(Natural-language object grounding data)

+ + +

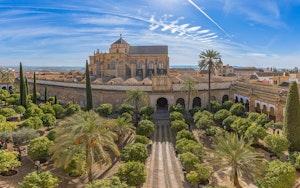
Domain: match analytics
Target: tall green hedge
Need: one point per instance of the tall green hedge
(291, 128)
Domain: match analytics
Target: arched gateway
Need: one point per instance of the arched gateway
(162, 104)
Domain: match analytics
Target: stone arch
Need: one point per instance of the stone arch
(162, 103)
(196, 102)
(242, 101)
(225, 98)
(180, 101)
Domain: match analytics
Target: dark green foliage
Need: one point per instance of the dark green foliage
(189, 160)
(43, 179)
(26, 87)
(278, 175)
(141, 139)
(23, 135)
(215, 106)
(113, 182)
(2, 119)
(105, 110)
(200, 174)
(237, 109)
(59, 110)
(185, 134)
(205, 122)
(221, 115)
(176, 116)
(194, 110)
(294, 159)
(23, 99)
(47, 108)
(132, 173)
(20, 109)
(262, 120)
(72, 108)
(38, 148)
(33, 122)
(134, 152)
(34, 97)
(55, 100)
(228, 121)
(276, 143)
(240, 125)
(252, 116)
(77, 165)
(291, 127)
(7, 112)
(177, 108)
(178, 125)
(33, 112)
(51, 135)
(48, 119)
(227, 105)
(126, 108)
(145, 127)
(147, 112)
(127, 116)
(89, 95)
(184, 145)
(45, 95)
(256, 132)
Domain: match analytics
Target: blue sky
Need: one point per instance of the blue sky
(261, 33)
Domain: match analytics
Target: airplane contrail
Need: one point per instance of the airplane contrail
(208, 17)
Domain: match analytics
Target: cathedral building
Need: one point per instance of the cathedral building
(126, 61)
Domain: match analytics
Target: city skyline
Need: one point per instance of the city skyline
(246, 33)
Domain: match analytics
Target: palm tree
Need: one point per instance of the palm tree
(235, 154)
(123, 128)
(92, 134)
(138, 98)
(209, 60)
(189, 86)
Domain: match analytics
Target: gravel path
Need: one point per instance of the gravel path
(163, 168)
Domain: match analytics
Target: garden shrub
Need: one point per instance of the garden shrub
(178, 125)
(105, 110)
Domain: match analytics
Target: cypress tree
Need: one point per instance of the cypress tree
(26, 87)
(22, 88)
(46, 94)
(89, 96)
(34, 89)
(291, 128)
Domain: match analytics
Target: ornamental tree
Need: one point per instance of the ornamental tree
(134, 152)
(8, 160)
(221, 115)
(105, 110)
(278, 175)
(291, 128)
(145, 127)
(189, 160)
(237, 109)
(277, 144)
(43, 179)
(39, 148)
(178, 125)
(132, 173)
(256, 132)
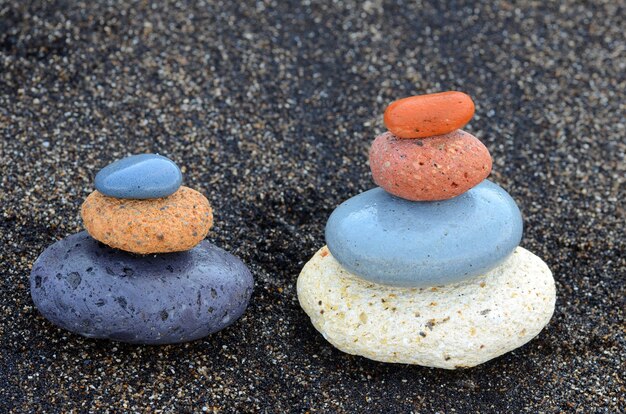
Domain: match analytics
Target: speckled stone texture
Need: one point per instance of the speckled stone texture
(459, 325)
(86, 287)
(270, 108)
(163, 225)
(434, 168)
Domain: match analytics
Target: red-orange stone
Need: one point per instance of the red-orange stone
(429, 115)
(435, 168)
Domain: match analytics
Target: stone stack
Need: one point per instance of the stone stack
(426, 269)
(142, 273)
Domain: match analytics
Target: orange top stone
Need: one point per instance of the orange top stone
(429, 115)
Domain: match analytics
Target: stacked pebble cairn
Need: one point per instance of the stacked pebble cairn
(426, 269)
(142, 273)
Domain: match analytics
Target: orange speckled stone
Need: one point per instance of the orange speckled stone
(435, 168)
(429, 115)
(161, 225)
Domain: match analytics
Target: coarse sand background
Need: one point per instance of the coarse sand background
(269, 108)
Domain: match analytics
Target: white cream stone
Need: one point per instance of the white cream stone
(453, 326)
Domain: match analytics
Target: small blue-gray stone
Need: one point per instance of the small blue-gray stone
(88, 288)
(392, 241)
(140, 177)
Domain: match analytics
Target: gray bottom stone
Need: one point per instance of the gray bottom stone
(88, 288)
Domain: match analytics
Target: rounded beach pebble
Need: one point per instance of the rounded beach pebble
(142, 176)
(428, 115)
(98, 292)
(454, 326)
(392, 241)
(435, 168)
(162, 225)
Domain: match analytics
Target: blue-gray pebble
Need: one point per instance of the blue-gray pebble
(88, 288)
(392, 241)
(141, 176)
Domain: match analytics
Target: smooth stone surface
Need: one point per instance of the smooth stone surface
(389, 240)
(169, 224)
(429, 115)
(435, 168)
(456, 326)
(141, 176)
(85, 287)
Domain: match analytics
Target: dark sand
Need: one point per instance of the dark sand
(271, 109)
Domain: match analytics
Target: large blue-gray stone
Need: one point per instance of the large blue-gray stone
(88, 288)
(141, 176)
(392, 241)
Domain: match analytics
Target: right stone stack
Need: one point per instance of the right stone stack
(426, 269)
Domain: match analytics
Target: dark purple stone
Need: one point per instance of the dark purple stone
(88, 288)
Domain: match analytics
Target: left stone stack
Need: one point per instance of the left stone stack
(142, 272)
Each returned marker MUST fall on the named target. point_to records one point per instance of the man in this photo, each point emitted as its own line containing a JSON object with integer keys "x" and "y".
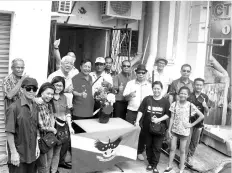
{"x": 119, "y": 84}
{"x": 159, "y": 74}
{"x": 108, "y": 68}
{"x": 99, "y": 76}
{"x": 200, "y": 100}
{"x": 12, "y": 83}
{"x": 74, "y": 71}
{"x": 136, "y": 90}
{"x": 67, "y": 63}
{"x": 182, "y": 81}
{"x": 21, "y": 130}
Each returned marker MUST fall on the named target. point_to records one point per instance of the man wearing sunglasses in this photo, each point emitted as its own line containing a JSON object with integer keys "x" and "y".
{"x": 12, "y": 83}
{"x": 21, "y": 130}
{"x": 182, "y": 81}
{"x": 136, "y": 90}
{"x": 119, "y": 84}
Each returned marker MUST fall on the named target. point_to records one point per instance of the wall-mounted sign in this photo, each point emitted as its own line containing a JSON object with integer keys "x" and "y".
{"x": 220, "y": 24}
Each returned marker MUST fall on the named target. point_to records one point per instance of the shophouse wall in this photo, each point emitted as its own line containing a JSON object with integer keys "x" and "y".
{"x": 29, "y": 35}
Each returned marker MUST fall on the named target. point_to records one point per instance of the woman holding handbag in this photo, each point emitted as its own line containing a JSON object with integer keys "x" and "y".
{"x": 155, "y": 110}
{"x": 62, "y": 121}
{"x": 46, "y": 128}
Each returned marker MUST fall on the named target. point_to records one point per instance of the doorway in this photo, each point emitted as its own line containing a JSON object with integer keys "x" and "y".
{"x": 84, "y": 42}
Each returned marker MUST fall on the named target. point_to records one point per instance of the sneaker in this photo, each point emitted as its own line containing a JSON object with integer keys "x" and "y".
{"x": 168, "y": 169}
{"x": 140, "y": 157}
{"x": 155, "y": 170}
{"x": 149, "y": 168}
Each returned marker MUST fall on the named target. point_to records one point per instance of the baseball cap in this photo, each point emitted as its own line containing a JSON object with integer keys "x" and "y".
{"x": 29, "y": 82}
{"x": 100, "y": 60}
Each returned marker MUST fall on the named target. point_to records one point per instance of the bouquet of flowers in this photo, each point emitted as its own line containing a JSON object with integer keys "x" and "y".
{"x": 105, "y": 96}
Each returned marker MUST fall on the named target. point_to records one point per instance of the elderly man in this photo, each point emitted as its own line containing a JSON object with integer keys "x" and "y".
{"x": 119, "y": 84}
{"x": 159, "y": 74}
{"x": 182, "y": 81}
{"x": 99, "y": 76}
{"x": 21, "y": 130}
{"x": 136, "y": 90}
{"x": 12, "y": 83}
{"x": 67, "y": 63}
{"x": 108, "y": 68}
{"x": 56, "y": 51}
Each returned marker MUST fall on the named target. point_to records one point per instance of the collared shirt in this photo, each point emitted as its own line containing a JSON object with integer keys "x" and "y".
{"x": 178, "y": 83}
{"x": 82, "y": 107}
{"x": 164, "y": 78}
{"x": 121, "y": 80}
{"x": 61, "y": 107}
{"x": 97, "y": 83}
{"x": 195, "y": 100}
{"x": 22, "y": 122}
{"x": 45, "y": 116}
{"x": 9, "y": 83}
{"x": 142, "y": 90}
{"x": 68, "y": 82}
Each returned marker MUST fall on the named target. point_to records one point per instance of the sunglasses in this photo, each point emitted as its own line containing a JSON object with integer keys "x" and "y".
{"x": 99, "y": 64}
{"x": 188, "y": 71}
{"x": 140, "y": 72}
{"x": 29, "y": 88}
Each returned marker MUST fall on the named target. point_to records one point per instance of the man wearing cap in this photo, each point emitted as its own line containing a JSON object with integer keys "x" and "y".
{"x": 99, "y": 76}
{"x": 159, "y": 74}
{"x": 67, "y": 63}
{"x": 12, "y": 83}
{"x": 21, "y": 130}
{"x": 135, "y": 91}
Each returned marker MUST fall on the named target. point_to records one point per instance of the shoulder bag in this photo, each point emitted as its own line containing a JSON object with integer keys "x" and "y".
{"x": 156, "y": 128}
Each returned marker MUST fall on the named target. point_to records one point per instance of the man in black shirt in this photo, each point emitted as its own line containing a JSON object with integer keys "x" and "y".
{"x": 200, "y": 100}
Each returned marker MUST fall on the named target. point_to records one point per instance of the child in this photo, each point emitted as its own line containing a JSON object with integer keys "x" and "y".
{"x": 179, "y": 126}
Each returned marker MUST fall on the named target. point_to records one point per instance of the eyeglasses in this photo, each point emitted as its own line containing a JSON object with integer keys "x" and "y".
{"x": 99, "y": 64}
{"x": 188, "y": 71}
{"x": 140, "y": 72}
{"x": 29, "y": 88}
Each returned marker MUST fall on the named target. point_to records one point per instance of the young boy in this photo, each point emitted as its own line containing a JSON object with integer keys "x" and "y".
{"x": 200, "y": 100}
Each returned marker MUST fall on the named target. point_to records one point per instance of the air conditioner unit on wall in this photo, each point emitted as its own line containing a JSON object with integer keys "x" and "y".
{"x": 121, "y": 9}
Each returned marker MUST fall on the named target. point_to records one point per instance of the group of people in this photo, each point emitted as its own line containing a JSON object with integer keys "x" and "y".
{"x": 69, "y": 95}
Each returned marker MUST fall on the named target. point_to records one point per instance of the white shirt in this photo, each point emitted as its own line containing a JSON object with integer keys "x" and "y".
{"x": 102, "y": 77}
{"x": 164, "y": 78}
{"x": 68, "y": 82}
{"x": 142, "y": 90}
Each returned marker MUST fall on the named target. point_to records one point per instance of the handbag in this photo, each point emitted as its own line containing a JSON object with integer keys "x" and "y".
{"x": 47, "y": 142}
{"x": 62, "y": 131}
{"x": 156, "y": 128}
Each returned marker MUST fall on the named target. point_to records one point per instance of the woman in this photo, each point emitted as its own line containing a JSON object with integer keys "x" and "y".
{"x": 179, "y": 126}
{"x": 48, "y": 161}
{"x": 62, "y": 119}
{"x": 154, "y": 109}
{"x": 83, "y": 101}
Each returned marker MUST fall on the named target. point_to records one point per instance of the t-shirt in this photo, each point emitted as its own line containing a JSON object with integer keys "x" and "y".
{"x": 159, "y": 108}
{"x": 181, "y": 117}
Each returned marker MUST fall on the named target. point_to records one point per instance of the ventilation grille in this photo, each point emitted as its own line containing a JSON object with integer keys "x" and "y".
{"x": 122, "y": 8}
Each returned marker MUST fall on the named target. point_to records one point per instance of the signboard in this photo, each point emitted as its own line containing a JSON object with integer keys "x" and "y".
{"x": 220, "y": 24}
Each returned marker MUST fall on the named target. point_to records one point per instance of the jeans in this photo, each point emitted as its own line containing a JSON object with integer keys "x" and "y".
{"x": 153, "y": 148}
{"x": 50, "y": 160}
{"x": 193, "y": 141}
{"x": 120, "y": 109}
{"x": 131, "y": 118}
{"x": 23, "y": 168}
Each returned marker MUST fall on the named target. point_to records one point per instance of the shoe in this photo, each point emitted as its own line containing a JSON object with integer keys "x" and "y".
{"x": 140, "y": 157}
{"x": 155, "y": 170}
{"x": 149, "y": 167}
{"x": 168, "y": 169}
{"x": 65, "y": 166}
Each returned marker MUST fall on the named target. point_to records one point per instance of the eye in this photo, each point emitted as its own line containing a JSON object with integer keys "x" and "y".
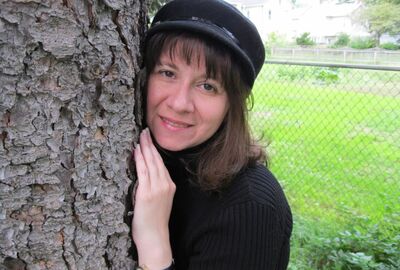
{"x": 166, "y": 73}
{"x": 209, "y": 88}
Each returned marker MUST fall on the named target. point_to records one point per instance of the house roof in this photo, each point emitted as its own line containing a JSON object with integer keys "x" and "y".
{"x": 247, "y": 2}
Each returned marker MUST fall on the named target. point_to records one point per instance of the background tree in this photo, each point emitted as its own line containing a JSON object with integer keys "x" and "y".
{"x": 381, "y": 16}
{"x": 67, "y": 122}
{"x": 304, "y": 40}
{"x": 155, "y": 5}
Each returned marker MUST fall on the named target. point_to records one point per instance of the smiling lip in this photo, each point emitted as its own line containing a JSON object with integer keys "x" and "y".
{"x": 174, "y": 124}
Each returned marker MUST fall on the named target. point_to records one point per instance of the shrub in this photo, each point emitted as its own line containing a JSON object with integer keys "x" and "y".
{"x": 327, "y": 75}
{"x": 390, "y": 46}
{"x": 305, "y": 40}
{"x": 362, "y": 43}
{"x": 342, "y": 40}
{"x": 274, "y": 40}
{"x": 362, "y": 246}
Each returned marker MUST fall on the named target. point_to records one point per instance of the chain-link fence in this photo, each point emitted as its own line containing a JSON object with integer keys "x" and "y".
{"x": 333, "y": 135}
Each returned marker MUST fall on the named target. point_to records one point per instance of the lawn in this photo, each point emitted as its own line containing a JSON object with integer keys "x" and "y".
{"x": 334, "y": 144}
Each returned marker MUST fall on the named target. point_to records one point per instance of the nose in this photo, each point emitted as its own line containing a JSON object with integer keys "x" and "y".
{"x": 181, "y": 100}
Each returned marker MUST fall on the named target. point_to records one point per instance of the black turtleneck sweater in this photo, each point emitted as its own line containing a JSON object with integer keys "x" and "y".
{"x": 246, "y": 226}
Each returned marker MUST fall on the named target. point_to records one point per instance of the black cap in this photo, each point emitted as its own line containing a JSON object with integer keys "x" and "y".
{"x": 219, "y": 20}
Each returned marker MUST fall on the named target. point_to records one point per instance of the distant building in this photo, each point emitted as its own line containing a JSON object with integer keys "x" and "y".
{"x": 323, "y": 19}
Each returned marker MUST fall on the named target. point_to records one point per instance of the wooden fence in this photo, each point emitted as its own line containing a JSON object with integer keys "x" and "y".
{"x": 370, "y": 56}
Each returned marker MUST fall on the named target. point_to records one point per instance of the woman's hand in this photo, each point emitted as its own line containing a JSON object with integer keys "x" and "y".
{"x": 152, "y": 208}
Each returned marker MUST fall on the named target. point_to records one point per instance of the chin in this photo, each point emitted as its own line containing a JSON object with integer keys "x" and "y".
{"x": 171, "y": 146}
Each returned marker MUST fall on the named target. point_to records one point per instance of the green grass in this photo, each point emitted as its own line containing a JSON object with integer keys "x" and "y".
{"x": 335, "y": 147}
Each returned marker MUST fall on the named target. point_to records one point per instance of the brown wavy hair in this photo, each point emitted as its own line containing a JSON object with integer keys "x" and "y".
{"x": 231, "y": 148}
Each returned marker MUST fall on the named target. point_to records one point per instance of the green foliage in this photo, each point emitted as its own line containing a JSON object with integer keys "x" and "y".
{"x": 362, "y": 43}
{"x": 328, "y": 75}
{"x": 155, "y": 5}
{"x": 382, "y": 16}
{"x": 304, "y": 40}
{"x": 320, "y": 75}
{"x": 390, "y": 46}
{"x": 342, "y": 41}
{"x": 334, "y": 148}
{"x": 362, "y": 246}
{"x": 274, "y": 40}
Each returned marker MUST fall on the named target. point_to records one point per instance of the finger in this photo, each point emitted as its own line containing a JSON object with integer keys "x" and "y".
{"x": 141, "y": 168}
{"x": 163, "y": 171}
{"x": 148, "y": 155}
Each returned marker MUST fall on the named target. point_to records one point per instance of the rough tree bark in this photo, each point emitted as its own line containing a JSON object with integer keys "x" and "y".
{"x": 67, "y": 123}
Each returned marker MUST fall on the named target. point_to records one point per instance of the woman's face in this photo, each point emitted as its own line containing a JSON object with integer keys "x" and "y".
{"x": 184, "y": 107}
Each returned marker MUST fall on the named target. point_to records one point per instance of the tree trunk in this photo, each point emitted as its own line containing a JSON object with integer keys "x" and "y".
{"x": 67, "y": 123}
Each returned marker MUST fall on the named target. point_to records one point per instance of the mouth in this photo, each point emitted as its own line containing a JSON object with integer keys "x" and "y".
{"x": 174, "y": 123}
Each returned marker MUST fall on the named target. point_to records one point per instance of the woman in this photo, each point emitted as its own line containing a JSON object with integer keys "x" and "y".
{"x": 204, "y": 200}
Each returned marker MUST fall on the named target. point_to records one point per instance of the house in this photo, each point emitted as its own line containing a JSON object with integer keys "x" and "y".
{"x": 323, "y": 19}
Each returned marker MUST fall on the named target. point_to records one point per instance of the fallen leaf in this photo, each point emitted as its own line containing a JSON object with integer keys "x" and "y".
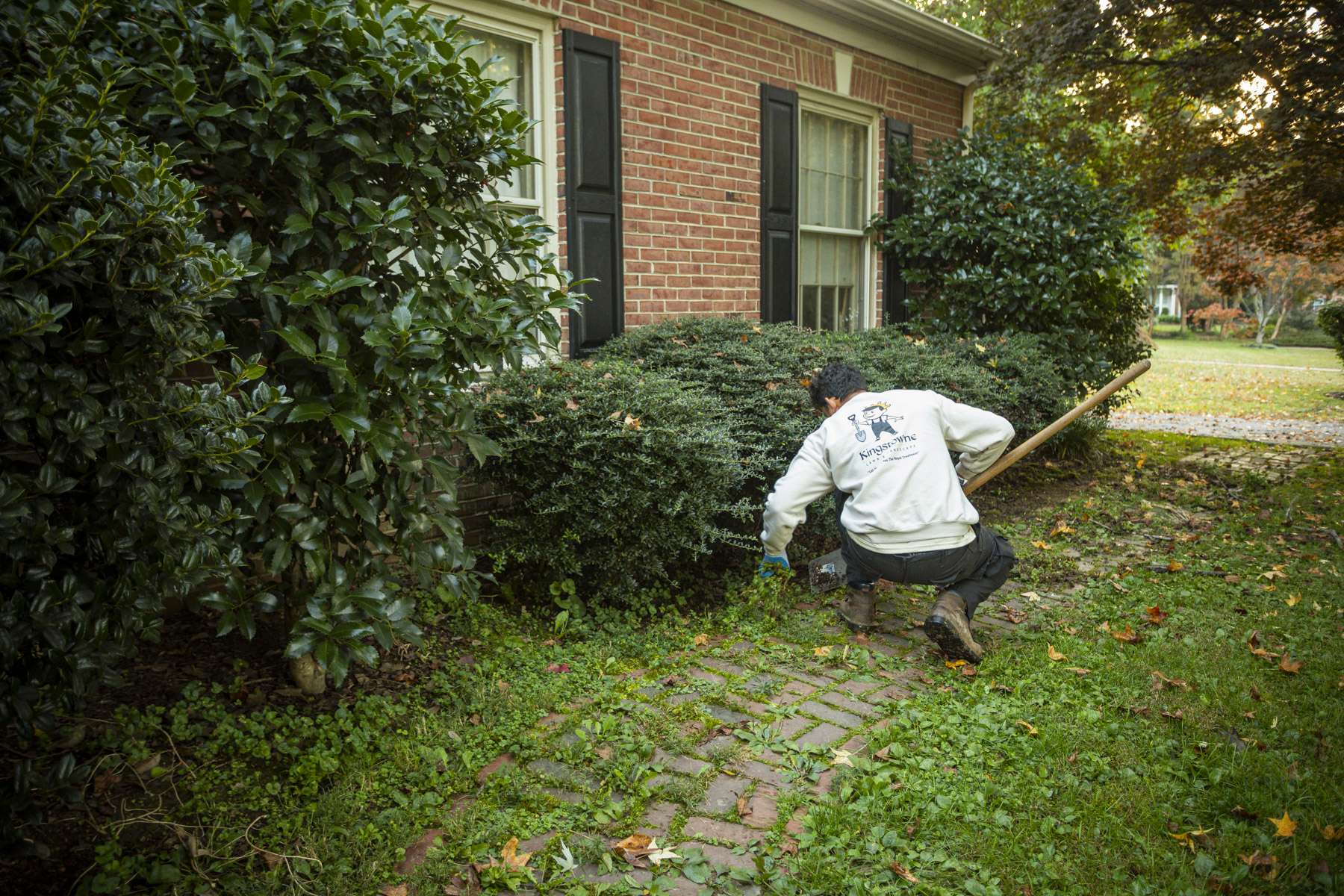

+ + +

■ ACTION ITEM ■
In the entries above, one line contains "Need: one point per instance of the tall" and another contains "Target: cypress tree". Reproduce exactly those two lines and the lines between them, nothing else.

■ TASK OUTPUT ■
Need: one point per instance of the tall green hedge
(291, 128)
Domain: match analytics
Target: arched gateway
Need: one point per instance of the arched gateway
(162, 104)
Domain: match analytics
Target: stone arch
Need: one point per instance of the stone arch
(162, 103)
(196, 102)
(242, 101)
(225, 98)
(180, 101)
Domain: match analytics
Target: dark green foliage
Need: one point per instance of the dark green foliage
(189, 160)
(43, 179)
(26, 87)
(278, 175)
(141, 139)
(23, 135)
(215, 106)
(113, 182)
(2, 119)
(105, 110)
(200, 174)
(237, 109)
(59, 110)
(185, 134)
(205, 122)
(221, 115)
(176, 116)
(194, 110)
(294, 159)
(23, 99)
(47, 108)
(132, 173)
(20, 109)
(262, 120)
(72, 108)
(38, 148)
(33, 122)
(134, 152)
(34, 97)
(55, 100)
(228, 121)
(276, 143)
(240, 125)
(252, 116)
(77, 165)
(291, 127)
(7, 112)
(177, 108)
(178, 125)
(33, 112)
(51, 135)
(48, 119)
(227, 105)
(126, 108)
(145, 127)
(147, 112)
(127, 116)
(89, 95)
(184, 145)
(45, 95)
(256, 132)
Domain: match analytics
Target: blue sky
Need: one point per instance of the blue sky
(261, 33)
Domain: match analytics
Target: airplane contrail
Need: one point per instance of the airplane contrail
(208, 17)
Domain: match analytics
Target: cathedral building
Need: one point per instance of the cathedral building
(126, 61)
Domain: match analytics
Target: city skyline
Need: one point per instance of the city skyline
(246, 33)
Domain: match analytics
Target: palm tree
Need: one point per instance of the palm tree
(235, 154)
(123, 128)
(92, 134)
(138, 98)
(209, 60)
(189, 86)
Domain: match analytics
Target: gravel path
Need: one point per instance of the gravel path
(163, 168)
Domain: match analytics
Target: garden shrub
Need: one point per instance of the garden shrub
(178, 125)
(105, 110)
Domain: match analytics
Target: cypress tree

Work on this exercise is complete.